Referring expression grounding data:
----
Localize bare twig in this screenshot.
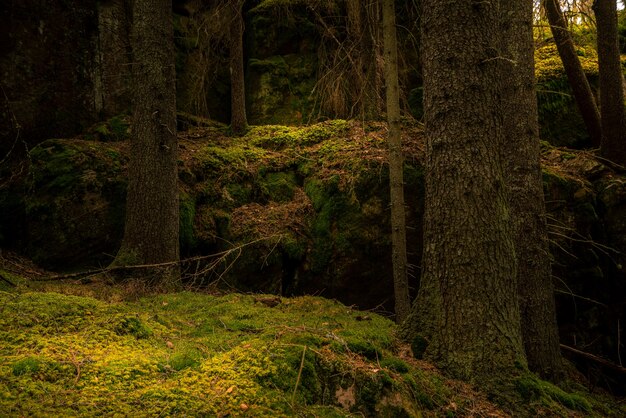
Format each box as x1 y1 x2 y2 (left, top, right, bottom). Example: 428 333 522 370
292 345 308 404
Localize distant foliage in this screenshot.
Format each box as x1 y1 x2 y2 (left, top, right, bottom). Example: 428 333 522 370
534 43 599 82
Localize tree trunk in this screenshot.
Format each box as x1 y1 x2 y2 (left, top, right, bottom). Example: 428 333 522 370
501 0 563 381
382 0 410 323
404 0 526 383
594 0 626 165
229 0 248 135
347 0 382 120
115 0 180 282
544 0 602 146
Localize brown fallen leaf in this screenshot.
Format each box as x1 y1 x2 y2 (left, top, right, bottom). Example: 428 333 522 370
166 341 174 349
226 385 235 394
240 403 249 411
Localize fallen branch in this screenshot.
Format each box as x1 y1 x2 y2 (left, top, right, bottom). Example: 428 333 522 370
560 344 626 374
33 235 283 282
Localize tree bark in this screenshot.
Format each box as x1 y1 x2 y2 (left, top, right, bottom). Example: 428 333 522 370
229 0 248 135
501 0 563 381
594 0 626 165
382 0 410 323
544 0 602 146
115 0 180 282
404 0 526 383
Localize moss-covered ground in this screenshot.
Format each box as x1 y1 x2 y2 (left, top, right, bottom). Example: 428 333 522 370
0 266 624 417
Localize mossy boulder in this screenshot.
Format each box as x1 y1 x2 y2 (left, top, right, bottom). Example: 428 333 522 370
22 139 127 268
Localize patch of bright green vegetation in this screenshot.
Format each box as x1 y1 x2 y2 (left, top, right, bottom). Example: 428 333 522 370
0 291 445 417
535 43 599 82
0 286 620 417
249 120 349 150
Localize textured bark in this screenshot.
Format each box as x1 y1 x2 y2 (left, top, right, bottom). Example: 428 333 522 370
95 0 132 117
382 0 409 323
544 0 602 146
594 0 626 165
115 0 180 279
406 0 526 382
501 0 563 381
229 0 248 135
----
_Prompt_
For this exercise, transcribe the data exactly but without its pictures.

_Completed task_
Localize bare twig in this screenshot.
Format each box as x1 y1 x2 y2 (left, top, right, bottom). Example: 428 333 522 370
292 345 308 404
Localize distant foliage in this screenshot.
Format each box as x1 y1 x2 y2 (left, top, right, bottom). Example: 428 333 522 370
534 43 599 82
Localize tree trunk in this screenshot.
Format each box as x1 y1 x2 y2 (left, top, right, bottom). Example: 428 333 522 370
501 0 563 381
382 0 410 323
404 0 526 383
594 0 626 165
229 0 248 135
347 0 382 120
115 0 180 282
544 0 602 146
Localize brown fallen leaf in this screenshot.
Format each box as x1 y1 x2 y2 (left, top, right, bottom). Example: 428 333 522 370
166 341 174 349
226 385 235 394
240 403 249 411
Localize fallen branch in this screenshot.
Format each box as x1 y1 x2 y2 (left, top, right, bottom). Example: 428 333 522 370
560 344 626 374
33 235 283 282
Localize tree bark in this screenshot.
Format each box as x1 y1 x2 y2 (left, top, right, bottom). Example: 428 333 522 370
229 0 248 135
501 0 563 381
594 0 626 165
382 0 410 323
544 0 602 146
115 0 180 282
404 0 526 383
Localize moss-covered ground in this screenshot.
Format each box as x1 y1 x2 y2 (left, top, right, bottom). Example: 428 333 522 370
0 266 624 417
Localize mossy boulder in this screenshot.
Format each box as x1 y1 x2 y2 (left, top, right, bottom). Example: 428 333 522 370
22 139 127 268
Localize patch of bright green vegetation in this screenshot.
Format each box as x1 y1 x2 y2 (left, top, right, bottom). Example: 428 333 522 370
0 291 445 417
535 43 599 82
0 286 620 417
249 120 349 150
Localize textured bark in this screenshot.
Format each box as x1 y1 x2 y2 (left, top, right, bottom). Example: 428 333 522 370
95 0 132 117
382 0 409 323
544 0 602 146
594 0 626 165
115 0 180 279
406 0 526 382
501 0 563 381
229 0 248 135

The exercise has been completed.